> [Exercise aim] Copy the data below line for line, without changing anything.

> [Given entries]
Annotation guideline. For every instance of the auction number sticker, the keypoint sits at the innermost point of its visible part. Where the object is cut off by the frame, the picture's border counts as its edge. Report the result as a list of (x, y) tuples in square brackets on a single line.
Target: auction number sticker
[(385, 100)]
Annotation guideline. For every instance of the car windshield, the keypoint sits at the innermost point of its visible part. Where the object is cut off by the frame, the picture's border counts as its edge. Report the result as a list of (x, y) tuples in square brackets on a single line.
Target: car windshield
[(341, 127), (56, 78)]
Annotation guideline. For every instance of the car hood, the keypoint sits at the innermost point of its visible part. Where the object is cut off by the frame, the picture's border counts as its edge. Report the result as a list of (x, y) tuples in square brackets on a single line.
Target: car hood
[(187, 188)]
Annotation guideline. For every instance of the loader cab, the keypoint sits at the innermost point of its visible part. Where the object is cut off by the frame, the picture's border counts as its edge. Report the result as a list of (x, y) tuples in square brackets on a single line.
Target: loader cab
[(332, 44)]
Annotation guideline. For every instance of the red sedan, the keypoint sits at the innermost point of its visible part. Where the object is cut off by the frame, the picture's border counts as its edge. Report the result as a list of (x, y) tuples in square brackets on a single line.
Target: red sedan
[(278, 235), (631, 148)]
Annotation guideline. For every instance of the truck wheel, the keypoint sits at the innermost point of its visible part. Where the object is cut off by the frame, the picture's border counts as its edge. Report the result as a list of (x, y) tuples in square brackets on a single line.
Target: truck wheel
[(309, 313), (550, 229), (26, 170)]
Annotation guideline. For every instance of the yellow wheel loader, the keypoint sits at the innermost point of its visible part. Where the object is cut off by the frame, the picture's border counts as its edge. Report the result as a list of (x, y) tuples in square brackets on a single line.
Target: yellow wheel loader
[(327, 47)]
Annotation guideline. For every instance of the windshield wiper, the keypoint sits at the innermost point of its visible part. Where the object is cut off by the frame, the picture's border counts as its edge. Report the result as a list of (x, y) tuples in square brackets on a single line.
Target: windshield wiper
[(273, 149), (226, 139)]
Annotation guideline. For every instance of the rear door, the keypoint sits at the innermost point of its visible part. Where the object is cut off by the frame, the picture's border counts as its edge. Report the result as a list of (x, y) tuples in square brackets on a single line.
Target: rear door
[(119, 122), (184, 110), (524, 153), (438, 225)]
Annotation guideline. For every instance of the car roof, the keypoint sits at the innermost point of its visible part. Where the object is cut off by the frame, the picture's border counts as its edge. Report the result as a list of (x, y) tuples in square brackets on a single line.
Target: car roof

> [Task output]
Annotation guideline. For every instance of the auction number sticker, the keypoint sits at the innermost point of its visible part. Where the object is cut off by the frame, the picture's border counts as its edge. Report the result as a list of (x, y) tuples in square brackets on a single line.
Target: auction number sticker
[(385, 100)]
Annotation guideline. For every instance of the car windshield, the keypoint sits at the innermost point of its visible part. Where the object is cut off by the frame, the picture's border counts as its edge. Report the result as a list of (x, y) tuples in square brackets on a single line.
Target: car windshield
[(341, 127), (56, 78)]
Annotation guideline. For every instance of the car hood, the keypoint sits at the innermost point of its visible part. Where the object is cut off by the frame, the picture's border counts as its edge. Report the result as a list of (x, y) tuples in square brackets on a single line.
Target: car hood
[(187, 188)]
Annotation guideline. For every instance of the loader cab, the keypoint sits at the innermost point of its visible part. Where the object is cut off by the frame, the picture's border counts as its edge. Report the result as a list of (x, y) tuples in square brackets on a single line.
Target: loader cab
[(332, 44)]
Annotation guideline. For every instance of the red sedan, the keypoint sits at the innermost point of its visible part. Where the object is cut off by the frame, the picture's border counts as its edge. Report the result as a list of (x, y) tuples in square brackets on a single line.
Target: red sedan
[(278, 235), (631, 148)]
Annotation guideline. For every instance of the truck wheel, the keypoint sits at the innermost point of its visible part. Where the object is cut off by the frame, the picture's border counts as its edge. Report the result as a list of (x, y) tuples in square brackets on a single line.
Target: truck wheel
[(309, 313), (550, 229), (26, 170)]
Annotation guideline. For every instance of the yellow wheel loader, the keypoint sits at the innermost point of its visible part. Where the object is cut off by the frame, the picture's border counts as its edge. Report the result as a list of (x, y) tuples in square brackets on a single line.
Target: yellow wheel loader
[(327, 47)]
Annotation guideline. For every instance of the windshield wiper, the keypoint sits at the innermost point of its visible part. Where the object is cut off by the frame, the picture's border counts as its edge. Report the result as a list of (x, y) tuples in square brackets on a single line.
Target: windshield wiper
[(273, 149), (226, 139)]
Annotation guideline. For every instance of the rear door, the keypoint sits at the innermost point of its visible part. Where the object is cut off by the frame, the picture's border counts as its edge. Report the result as a list of (x, y) tuples in square brackets on a single line.
Target: rear door
[(119, 122), (184, 110), (524, 153), (438, 225)]
Annotation guideline. For every instance of the car roof, the keypoint sits at the innermost point of its visible part. Where the object is cut off by the frame, the picture's border counts as its edge. Report the result as a list of (x, y) tuples in square brackets on a single line.
Target: car roof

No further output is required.